Scientific classification
- Kingdom: Animalia
- Phylum: Chordata
- Class: Mammalia
- Order: Chiroptera
- Family: Hipposideridae
- Genus: Macronycteris
- Species: H. inexpectatus
- Binomial name: Hipposideros inexpectatus Laurie & Hill, 1954

= Crested roundleaf bat =

- Genus: Hipposideros
- Species: inexpectatus
- Authority: Laurie & Hill, 1954
- Conservation status: DD

Species of bat

The crested roundleaf bat (Hipposideros inexpectatus) is a species of bat in the family Hipposideridae. It is endemic to Indonesia.

==Taxonomy==
The crested roundleaf bat was described as a new species in 1954 by Eleanor M. O. Laurie and John Edwards Hill. The holotype had been collected near Poso which is a city on the Indonesian island of Sulawesi. As the genus Hipposideros is very speciose, it is divided into species groups based on morphology. The crested roundleaf abt was placed into the diadema species group.

==Description==
Laurie and Hill considered it to be very large compared to other members of the diadema species group. They wrote that its nose-leaf and ears were similar in appearance to those of the fierce roundleaf bat, H. dinops. Its nose-leaf has four smaller, supplementary nose-leaves that project laterally. The holotype, an individual preserved in alcohol, had a forearm length of 100.8 mm.

Material shown
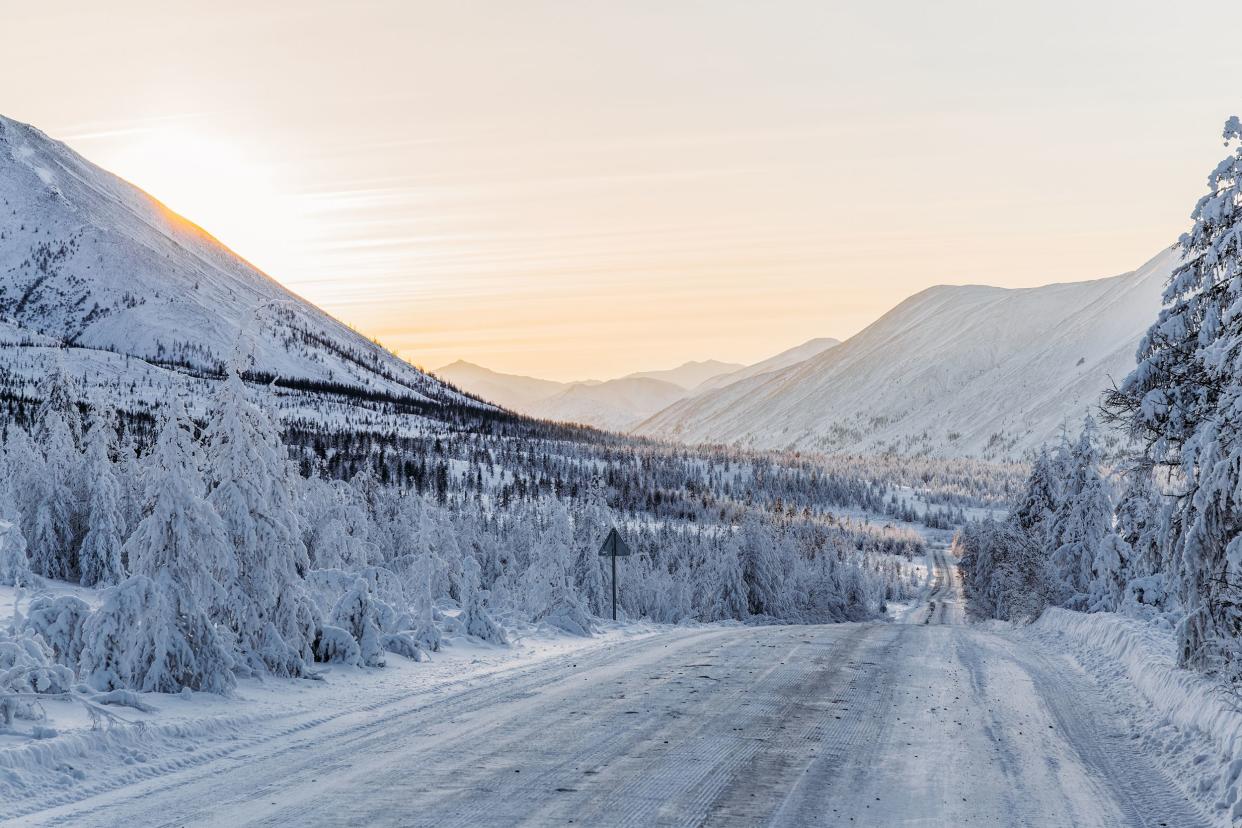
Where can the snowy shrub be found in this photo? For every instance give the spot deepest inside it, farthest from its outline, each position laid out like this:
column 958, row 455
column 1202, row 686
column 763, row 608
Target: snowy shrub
column 251, row 486
column 99, row 555
column 358, row 615
column 14, row 564
column 478, row 622
column 58, row 620
column 337, row 646
column 1181, row 405
column 565, row 612
column 403, row 644
column 149, row 636
column 26, row 670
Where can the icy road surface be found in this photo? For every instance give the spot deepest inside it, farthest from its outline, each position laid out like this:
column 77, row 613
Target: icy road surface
column 925, row 723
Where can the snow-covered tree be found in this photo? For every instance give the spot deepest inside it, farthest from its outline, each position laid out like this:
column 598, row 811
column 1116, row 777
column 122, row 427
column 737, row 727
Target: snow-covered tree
column 724, row 586
column 358, row 615
column 58, row 620
column 1041, row 497
column 52, row 499
column 99, row 556
column 14, row 564
column 251, row 484
column 1184, row 406
column 149, row 634
column 1082, row 523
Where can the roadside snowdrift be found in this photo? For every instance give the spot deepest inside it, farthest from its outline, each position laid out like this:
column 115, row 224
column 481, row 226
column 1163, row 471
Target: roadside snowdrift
column 1192, row 724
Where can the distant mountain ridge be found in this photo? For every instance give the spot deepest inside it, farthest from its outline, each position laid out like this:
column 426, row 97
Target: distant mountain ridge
column 615, row 405
column 116, row 284
column 965, row 370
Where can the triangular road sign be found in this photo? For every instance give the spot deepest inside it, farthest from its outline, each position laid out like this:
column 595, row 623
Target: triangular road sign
column 614, row 546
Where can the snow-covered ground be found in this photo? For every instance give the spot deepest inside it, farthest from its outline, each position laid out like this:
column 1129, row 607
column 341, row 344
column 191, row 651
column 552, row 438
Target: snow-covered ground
column 929, row 721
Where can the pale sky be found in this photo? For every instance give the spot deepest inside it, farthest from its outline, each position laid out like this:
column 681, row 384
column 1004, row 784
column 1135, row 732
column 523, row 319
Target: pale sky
column 586, row 189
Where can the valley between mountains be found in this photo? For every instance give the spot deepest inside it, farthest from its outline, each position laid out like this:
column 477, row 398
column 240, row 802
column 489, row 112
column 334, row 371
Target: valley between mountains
column 256, row 569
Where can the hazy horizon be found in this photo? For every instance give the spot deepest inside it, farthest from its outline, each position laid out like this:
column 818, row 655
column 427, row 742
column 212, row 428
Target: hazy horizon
column 586, row 191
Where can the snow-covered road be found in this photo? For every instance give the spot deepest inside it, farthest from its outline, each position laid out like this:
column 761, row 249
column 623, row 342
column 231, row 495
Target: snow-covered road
column 927, row 723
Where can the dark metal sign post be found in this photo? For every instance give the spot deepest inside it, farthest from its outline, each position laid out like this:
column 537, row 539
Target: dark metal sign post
column 614, row 548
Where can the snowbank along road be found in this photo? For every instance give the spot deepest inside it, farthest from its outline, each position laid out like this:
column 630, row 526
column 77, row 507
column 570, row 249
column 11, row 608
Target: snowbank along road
column 927, row 723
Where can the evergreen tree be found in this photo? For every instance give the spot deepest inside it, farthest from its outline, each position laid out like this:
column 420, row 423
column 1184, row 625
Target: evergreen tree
column 250, row 482
column 99, row 555
column 1183, row 405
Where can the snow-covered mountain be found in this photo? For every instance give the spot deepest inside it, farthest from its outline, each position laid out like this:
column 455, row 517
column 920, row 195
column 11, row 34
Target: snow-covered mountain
column 791, row 356
column 688, row 375
column 102, row 277
column 616, row 405
column 509, row 390
column 953, row 370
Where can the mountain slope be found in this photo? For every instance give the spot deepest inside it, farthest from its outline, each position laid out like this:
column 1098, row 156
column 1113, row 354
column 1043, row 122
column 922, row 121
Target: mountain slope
column 91, row 262
column 953, row 370
column 791, row 356
column 616, row 405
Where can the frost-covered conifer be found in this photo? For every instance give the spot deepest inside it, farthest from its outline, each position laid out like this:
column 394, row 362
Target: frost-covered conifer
column 1183, row 402
column 1082, row 523
column 99, row 556
column 251, row 488
column 14, row 564
column 150, row 634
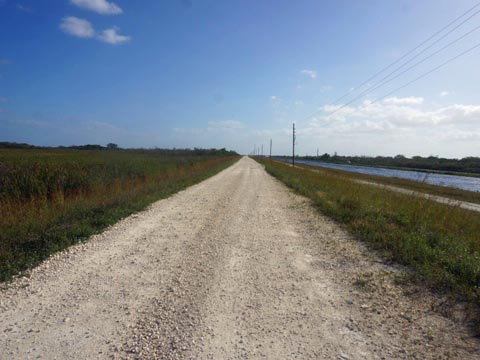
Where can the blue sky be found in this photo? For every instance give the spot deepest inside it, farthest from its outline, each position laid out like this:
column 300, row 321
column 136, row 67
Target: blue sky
column 204, row 73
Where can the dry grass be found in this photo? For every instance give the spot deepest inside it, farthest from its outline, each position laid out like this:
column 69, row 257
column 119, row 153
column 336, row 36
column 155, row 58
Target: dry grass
column 50, row 200
column 441, row 243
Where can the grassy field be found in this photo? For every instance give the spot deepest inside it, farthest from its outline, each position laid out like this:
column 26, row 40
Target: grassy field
column 51, row 199
column 441, row 243
column 448, row 192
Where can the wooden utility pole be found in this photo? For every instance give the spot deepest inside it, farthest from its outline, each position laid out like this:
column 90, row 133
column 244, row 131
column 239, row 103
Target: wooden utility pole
column 293, row 146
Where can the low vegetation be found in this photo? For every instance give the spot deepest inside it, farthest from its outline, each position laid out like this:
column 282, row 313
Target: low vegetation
column 441, row 243
column 53, row 198
column 423, row 187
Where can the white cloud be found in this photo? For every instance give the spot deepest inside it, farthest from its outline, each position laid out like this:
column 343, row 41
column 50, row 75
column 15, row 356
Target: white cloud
column 84, row 29
column 411, row 100
column 77, row 27
column 111, row 36
column 402, row 114
column 99, row 6
column 226, row 124
column 326, row 88
column 312, row 74
column 24, row 8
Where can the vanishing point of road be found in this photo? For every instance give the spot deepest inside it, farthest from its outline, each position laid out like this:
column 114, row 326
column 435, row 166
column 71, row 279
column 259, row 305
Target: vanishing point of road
column 236, row 267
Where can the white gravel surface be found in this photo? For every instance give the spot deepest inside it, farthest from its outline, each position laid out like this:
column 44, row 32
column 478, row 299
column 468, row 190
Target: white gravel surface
column 236, row 267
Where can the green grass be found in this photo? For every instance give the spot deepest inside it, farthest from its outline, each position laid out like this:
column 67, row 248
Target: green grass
column 51, row 199
column 448, row 192
column 441, row 243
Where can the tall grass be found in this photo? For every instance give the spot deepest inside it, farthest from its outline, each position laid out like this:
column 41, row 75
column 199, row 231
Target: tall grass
column 51, row 199
column 440, row 242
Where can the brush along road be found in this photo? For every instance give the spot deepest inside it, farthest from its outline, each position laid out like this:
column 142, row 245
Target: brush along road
column 235, row 267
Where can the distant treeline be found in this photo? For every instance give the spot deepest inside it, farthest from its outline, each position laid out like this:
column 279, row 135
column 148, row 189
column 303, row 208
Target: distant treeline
column 112, row 146
column 433, row 163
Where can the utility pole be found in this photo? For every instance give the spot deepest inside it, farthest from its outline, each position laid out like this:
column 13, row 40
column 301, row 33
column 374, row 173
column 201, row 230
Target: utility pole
column 293, row 146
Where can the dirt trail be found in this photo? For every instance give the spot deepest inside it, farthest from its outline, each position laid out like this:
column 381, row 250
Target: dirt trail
column 235, row 267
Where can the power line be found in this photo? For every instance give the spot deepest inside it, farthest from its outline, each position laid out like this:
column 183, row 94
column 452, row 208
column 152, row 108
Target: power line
column 429, row 47
column 379, row 85
column 412, row 50
column 428, row 72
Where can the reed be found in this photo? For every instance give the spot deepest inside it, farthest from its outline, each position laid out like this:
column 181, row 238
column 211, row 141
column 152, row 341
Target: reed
column 51, row 199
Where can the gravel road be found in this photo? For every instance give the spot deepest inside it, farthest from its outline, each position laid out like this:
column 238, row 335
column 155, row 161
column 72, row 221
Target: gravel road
column 236, row 267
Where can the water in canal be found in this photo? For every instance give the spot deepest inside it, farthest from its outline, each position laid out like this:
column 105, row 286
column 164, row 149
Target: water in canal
column 457, row 181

List of tasks
1. According to the crested roundleaf bat text, where was the holotype collected?
2. From the crested roundleaf bat text, duplicate the part that opens with the words containing "- Genus: Hipposideros" and closes with "into the diadema species group.".

Answers to the exercise
1. Near Poso, a city on the Indonesian island of Sulawesi.

2.
- Genus: Hipposideros
- Species: inexpectatus
- Authority: Laurie & Hill, 1954
- Conservation status: DD

Species of bat

The crested roundleaf bat (Hipposideros inexpectatus) is a species of bat in the family Hipposideridae. It is endemic to Indonesia.

==Taxonomy==
The crested roundleaf bat was described as a new species in 1954 by Eleanor M. O. Laurie and John Edwards Hill. The holotype had been collected near Poso which is a city on the Indonesian island of Sulawesi. As the genus Hipposideros is very speciose, it is divided into species groups based on morphology. The crested roundleaf abt was placed into the diadema species group.